Текст:

В конечном счете, опираясь на идеологию постмодернизма, авангард расширил границы искусства до предела, до невозможного. А отказ от вообще каких бы то ни было критериев художественности cделал художника полностью зависимым от оценки критики, от рекламы, а в конечном счете — от вещей, не имеющих никакого отношения к искусству. Изобретение ready-made, коллажей, создание в поп-арте «произведений» из хлама, даже «из ничего», сама реализация возможности «художественного творчества» без всякой специальной подготовки, без холстов и кистей в живописи — все это породило самые разнообразные спекуляции, подделки под «новое в искусстве». В результате, «говоря о каком-то конкретном произведении, мы уже не знаем, что это — произведение искусства, бизнеса, пиара, политики или информационных технологий. Чаще всего — все вместе» [30].

Конечно, трудно предположить, что создатели идеологии постмодернизма задавались вопросом: как повлияет их идеология, столь радикально раздвинувшая границы искусства, на бурное развитие художественного рынка. Как и любые философы, они искали объяснения тому, как устроен мир, почему он устроен именно так, что такое человек и какое место он занимает в мире. И нашли, отразив свое видение мира и человека в философской системе под названием «постмодернизм»12. А то, что современный художественный рынок использовал их идеи для ликвидации границ искусства, вряд ли можно считать прямой виной основателей постмодернизма.

Постмодернистская «реконструкция» мира художественной культуры потребовала создания целого ряда инфраструктурных условий. Прежде всего, потребовались специалисты в данной сфере, способные представить публике в качестве потенциальных произведений искусства артефакты, которые ранее таковыми никто бы не счел. Эти специалисты должны были пропагандировать в обществе понимание того, что есть некое «новое современное искусство», соответствующее эпохе постмодерна, формируя тем самым соответствующие художественные вкусы широкой публики. Кроме того, понадобились широко разрекламированные и общепризнанные «площадки» (разного рода выставки, биеннале, аукционы и проч.) для представления широкой публике артефактов «современного искусства».

Что сделать:
a: Переведите на английский язык предложение из текста о постмодернизме в искусстве: «Прежде всего, потребовались специалисты в данной сфере, способные представить публике в качестве потенциальных произведений искусства артефакты, которые ранее таковыми никто бы не счел».
b: Продолжите текст о постмодернизме в искусстве, начиная сразу после его последнего предложения.

Выдержка из данных:
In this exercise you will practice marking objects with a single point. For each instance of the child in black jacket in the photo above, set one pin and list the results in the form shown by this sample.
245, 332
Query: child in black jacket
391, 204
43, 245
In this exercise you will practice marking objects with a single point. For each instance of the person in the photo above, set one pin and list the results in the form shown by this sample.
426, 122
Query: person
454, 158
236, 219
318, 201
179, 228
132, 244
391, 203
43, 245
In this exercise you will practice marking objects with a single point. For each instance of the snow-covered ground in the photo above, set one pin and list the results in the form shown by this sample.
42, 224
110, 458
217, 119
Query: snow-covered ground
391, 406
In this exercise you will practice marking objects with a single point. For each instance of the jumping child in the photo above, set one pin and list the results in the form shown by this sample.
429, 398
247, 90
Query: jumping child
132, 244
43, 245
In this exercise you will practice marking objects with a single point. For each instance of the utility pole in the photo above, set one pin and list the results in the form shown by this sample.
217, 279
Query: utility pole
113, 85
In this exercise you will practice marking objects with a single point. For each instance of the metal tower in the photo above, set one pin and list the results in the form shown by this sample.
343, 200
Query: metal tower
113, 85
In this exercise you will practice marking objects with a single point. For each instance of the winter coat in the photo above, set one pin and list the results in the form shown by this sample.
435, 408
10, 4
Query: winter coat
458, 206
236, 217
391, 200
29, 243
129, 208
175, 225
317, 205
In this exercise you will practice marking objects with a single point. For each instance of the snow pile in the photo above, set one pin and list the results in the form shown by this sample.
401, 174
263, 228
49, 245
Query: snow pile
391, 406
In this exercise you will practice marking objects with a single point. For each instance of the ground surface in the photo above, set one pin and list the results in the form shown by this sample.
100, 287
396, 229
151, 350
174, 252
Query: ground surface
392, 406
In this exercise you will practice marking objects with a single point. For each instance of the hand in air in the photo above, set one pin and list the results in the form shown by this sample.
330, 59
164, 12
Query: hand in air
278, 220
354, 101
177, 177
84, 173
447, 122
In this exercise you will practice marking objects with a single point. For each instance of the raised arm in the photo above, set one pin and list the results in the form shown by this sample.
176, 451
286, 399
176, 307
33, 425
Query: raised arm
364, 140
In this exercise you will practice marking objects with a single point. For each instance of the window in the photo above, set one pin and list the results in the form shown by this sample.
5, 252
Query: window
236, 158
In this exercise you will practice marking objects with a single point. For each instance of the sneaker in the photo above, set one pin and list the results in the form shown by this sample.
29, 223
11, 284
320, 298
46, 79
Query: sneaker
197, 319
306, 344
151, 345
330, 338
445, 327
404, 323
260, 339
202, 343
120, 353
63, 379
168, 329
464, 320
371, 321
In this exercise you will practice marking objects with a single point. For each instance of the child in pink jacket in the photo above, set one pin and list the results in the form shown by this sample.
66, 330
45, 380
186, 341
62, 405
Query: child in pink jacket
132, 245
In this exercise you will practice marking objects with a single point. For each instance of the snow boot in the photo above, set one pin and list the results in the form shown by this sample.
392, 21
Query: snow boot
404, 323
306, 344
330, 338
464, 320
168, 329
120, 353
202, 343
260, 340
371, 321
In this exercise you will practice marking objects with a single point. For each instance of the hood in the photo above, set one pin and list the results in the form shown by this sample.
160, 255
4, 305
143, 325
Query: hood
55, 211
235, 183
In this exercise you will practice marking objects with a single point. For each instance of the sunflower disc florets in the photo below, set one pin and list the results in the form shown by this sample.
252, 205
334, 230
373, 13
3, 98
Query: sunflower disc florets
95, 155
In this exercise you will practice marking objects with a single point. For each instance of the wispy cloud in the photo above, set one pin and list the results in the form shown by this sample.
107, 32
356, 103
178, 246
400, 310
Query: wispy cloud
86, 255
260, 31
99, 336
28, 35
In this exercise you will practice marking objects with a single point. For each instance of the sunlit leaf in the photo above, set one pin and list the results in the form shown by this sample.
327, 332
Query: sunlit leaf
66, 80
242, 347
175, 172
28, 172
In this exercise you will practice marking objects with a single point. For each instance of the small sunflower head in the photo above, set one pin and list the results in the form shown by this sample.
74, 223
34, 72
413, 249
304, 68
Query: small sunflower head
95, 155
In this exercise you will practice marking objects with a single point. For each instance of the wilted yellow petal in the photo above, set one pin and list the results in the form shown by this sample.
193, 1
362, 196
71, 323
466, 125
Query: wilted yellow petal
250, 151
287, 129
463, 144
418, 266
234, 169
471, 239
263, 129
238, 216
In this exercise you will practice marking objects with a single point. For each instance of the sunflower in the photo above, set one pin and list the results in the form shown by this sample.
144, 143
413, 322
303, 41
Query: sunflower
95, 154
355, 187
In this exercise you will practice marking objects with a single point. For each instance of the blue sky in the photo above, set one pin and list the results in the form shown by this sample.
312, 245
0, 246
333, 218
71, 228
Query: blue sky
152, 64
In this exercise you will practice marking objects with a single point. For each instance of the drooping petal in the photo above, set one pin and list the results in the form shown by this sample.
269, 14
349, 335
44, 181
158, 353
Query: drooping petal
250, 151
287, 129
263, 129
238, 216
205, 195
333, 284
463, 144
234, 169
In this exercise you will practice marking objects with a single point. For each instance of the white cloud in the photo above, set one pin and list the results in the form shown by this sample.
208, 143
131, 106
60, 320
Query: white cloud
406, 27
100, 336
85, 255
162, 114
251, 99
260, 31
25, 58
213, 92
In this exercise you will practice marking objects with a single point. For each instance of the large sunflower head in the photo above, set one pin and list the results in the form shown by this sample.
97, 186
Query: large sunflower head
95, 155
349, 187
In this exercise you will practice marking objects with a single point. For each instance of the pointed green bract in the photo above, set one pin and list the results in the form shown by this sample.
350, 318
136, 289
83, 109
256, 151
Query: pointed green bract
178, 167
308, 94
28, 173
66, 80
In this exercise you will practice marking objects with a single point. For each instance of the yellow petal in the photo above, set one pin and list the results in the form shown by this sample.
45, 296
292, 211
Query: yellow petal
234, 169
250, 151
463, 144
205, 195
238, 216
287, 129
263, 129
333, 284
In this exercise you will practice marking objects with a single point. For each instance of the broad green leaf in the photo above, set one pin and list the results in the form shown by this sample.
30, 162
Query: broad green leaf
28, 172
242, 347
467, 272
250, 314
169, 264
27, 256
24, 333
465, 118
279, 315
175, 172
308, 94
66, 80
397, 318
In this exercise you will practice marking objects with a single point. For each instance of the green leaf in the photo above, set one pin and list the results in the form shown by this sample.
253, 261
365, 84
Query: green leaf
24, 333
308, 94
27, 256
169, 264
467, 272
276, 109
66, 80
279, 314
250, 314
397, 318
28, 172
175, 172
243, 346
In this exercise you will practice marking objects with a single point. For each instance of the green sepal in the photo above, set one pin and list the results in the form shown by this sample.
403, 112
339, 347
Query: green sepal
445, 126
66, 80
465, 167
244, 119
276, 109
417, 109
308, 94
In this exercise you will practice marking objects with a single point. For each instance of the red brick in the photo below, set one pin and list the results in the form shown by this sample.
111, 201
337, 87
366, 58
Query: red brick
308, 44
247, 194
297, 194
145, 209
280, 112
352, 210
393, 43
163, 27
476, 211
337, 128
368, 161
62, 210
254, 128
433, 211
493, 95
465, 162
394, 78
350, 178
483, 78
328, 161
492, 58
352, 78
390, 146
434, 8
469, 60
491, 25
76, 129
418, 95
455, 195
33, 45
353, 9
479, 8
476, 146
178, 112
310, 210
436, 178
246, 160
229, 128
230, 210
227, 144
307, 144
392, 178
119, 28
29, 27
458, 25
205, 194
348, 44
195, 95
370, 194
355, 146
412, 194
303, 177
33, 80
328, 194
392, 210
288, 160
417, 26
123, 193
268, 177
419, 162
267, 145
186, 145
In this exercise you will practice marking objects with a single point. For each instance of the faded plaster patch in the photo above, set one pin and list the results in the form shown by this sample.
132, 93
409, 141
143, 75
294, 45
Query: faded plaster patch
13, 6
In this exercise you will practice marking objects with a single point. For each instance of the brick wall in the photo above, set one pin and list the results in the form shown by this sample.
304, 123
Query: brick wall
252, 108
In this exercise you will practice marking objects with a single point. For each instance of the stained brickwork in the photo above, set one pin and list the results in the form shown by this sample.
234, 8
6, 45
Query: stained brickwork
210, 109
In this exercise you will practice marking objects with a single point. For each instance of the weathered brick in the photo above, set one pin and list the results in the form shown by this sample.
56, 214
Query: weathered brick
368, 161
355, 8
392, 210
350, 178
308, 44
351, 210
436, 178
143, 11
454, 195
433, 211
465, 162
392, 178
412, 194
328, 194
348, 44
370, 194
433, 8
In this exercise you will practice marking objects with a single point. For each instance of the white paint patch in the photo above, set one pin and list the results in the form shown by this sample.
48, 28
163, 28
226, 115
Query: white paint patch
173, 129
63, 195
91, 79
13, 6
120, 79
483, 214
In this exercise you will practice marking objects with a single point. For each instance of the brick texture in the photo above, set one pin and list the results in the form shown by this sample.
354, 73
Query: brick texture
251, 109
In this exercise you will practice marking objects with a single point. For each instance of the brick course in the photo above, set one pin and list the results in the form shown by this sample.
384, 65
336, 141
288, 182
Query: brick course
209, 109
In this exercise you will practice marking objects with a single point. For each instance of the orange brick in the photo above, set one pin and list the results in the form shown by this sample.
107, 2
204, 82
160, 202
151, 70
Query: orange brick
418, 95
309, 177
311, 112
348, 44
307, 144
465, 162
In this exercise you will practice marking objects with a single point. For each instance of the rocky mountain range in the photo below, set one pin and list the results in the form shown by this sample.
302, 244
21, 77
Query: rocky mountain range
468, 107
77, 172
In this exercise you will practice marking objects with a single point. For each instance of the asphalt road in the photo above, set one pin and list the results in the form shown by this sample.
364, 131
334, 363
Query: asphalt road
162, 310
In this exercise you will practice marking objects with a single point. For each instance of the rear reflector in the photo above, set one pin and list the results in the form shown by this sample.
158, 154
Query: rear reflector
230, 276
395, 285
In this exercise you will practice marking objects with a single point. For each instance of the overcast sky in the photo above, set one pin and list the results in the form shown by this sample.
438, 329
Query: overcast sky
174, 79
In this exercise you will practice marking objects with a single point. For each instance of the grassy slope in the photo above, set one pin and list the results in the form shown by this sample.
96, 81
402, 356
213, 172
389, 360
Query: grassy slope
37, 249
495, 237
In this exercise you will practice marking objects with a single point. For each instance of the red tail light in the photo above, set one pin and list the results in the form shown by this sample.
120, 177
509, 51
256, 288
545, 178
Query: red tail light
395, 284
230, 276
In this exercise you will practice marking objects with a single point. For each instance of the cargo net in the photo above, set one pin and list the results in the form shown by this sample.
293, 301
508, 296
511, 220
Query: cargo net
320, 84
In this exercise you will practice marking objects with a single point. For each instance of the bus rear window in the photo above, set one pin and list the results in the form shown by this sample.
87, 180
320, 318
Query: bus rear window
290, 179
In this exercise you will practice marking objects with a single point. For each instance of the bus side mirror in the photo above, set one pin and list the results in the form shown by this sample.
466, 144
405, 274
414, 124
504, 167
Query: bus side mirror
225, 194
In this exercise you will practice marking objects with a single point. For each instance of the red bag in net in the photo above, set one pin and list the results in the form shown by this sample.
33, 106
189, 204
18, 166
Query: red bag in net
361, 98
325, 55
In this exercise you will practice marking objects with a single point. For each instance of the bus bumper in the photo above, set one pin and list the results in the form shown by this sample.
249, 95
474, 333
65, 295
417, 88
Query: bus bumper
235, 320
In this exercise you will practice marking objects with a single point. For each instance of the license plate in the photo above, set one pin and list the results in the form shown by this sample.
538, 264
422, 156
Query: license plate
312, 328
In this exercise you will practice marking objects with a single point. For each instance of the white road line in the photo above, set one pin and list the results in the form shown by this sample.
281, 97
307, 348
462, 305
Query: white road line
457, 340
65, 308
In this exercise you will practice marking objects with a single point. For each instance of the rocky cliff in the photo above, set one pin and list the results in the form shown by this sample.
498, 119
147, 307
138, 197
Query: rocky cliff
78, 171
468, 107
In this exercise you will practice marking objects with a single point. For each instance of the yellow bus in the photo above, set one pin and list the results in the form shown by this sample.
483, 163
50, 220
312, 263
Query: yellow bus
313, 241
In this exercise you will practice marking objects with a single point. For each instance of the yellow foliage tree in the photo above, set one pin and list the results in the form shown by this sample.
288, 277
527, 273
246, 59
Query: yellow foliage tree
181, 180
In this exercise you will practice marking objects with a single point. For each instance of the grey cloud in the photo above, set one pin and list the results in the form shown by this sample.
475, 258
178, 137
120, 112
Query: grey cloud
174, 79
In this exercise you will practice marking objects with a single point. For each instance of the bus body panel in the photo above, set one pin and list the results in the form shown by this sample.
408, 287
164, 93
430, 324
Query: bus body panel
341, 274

Ответы к заданиям:
a: First of all, specialists in this field were needed who were capable of presenting to the public, as potential works of art, artifacts that no one would previously have considered as such.

b:
Наконец, чтобы создать все обозначенные выше условия, потребовалось соответствующее финансирование. И спонсоры обнаружились, как только стало ясно, что новые постмодернистские проекты способны приносить грандиозную прибыль. Причем, спонсоры эти, как уже говорилось, зачастую не отличались хорошим вкусом. Как с горечью признавался один из теоретиков постмодернизма Ж.-Ф. Лиотар, «становясь китчем, искусство способствует неразборчивости вкуса меценатов. Художники, владельцы картинных галерей, критика и публика толпой стекаются туда, где „что-то происходит“. Однако истинная реальность этого „что-то происходит“ — это реальность денег: при отсутствии эстетических критериев оказывается возможным и полезным определять ценность произведений искусства по той прибыли, которую они дают. Подобная реальность примиряет все, даже самые противоречивые тенденции в искусстве, при условии, что эти тенденции и потребности обладают покупательной способностью» [106, р. 334–335].

А вслед за подобными спонсорами явились и все иные участники пропаганды и продажи искусства постмодерна: и художники, готовые творить «новое искусство», и критики, готовые пропагандировать в СМИ их творчество, и галеристы, готовые выставить на своих институциализированных площадках произведения «нового искусства», и кураторы — организаторы всевозможных его экспозиций по всему миру — широко разрекламированных выставок, биеннале, аукционов и презентаций. Теперь «шедевр стало возможно назначить на должность шедевра, получающего соответствующую зарплату, и поддержать его репутацию с помощью послушной указке арт-дилера художественной критики» [40]. Главное — это стандартная схема выплат при торговле современным искусством — «пятьдесят на пятьдесят»: пятьдесят процентов достается дилеру, пятьдесят автору [39, с. 27].

В результате всех этих усилий появилась и публика, восхищающаяся необычными постмодернистскими творениями, и покупатели, готовые платить за них немалые суммы. В конечном счете постмодернистский проект оказался необычайно прибыльным и процветающим. И неважно, что даже у искушенных профессионалов выставляемые на рынок «произведения» нового искусства зачастую вызывали чувство неловкости за происходящее. Неважно, что карикатуристы изощрялись в остроумии, а таблоиды публиковали инструкции, как сделать ту или иную «инсталляцию» самим у себя дома. Но художественный рынок это нимало не беспокоит — все равно на выставки ломятся толпы любопытных посмотреть на то, «о чем говорят все». «Современное искусство» хорошо покупают люди «при нефти», владельцы и топ-менеджеры хеджевых фондов, «новые богатые» из Китая, Индии и России.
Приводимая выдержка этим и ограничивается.